[Lines of data]
◆ ◆ ◆ ◆ ◆ ◆ ◆
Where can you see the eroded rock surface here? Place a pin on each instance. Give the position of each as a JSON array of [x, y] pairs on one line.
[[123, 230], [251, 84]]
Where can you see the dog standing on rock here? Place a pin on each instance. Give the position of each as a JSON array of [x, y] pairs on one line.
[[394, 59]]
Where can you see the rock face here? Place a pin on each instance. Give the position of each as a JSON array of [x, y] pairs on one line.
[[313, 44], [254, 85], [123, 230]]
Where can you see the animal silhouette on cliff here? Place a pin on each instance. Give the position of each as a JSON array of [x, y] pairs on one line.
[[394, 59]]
◆ ◆ ◆ ◆ ◆ ◆ ◆
• **Work to be completed**: Repeat only what runs from the line holding "Where can you see the dog" to the end of the data, keeping every line exactly as written, first and last included.

• **Finished task**:
Where can you see the dog standing on rock here? Place a pin on each instance. Give the position of each as a JSON array of [x, y] pairs on one line.
[[394, 59]]
Where can you see the rock face here? Place a pin on each instance. Give the position of each as a JSON array of [x, y] pairs on one line.
[[313, 44], [254, 85], [123, 230]]
Where can you see the animal silhouette on cliff here? Place a pin on each instance. Give the position of each as a JSON array of [x, y] pairs on one line.
[[394, 59]]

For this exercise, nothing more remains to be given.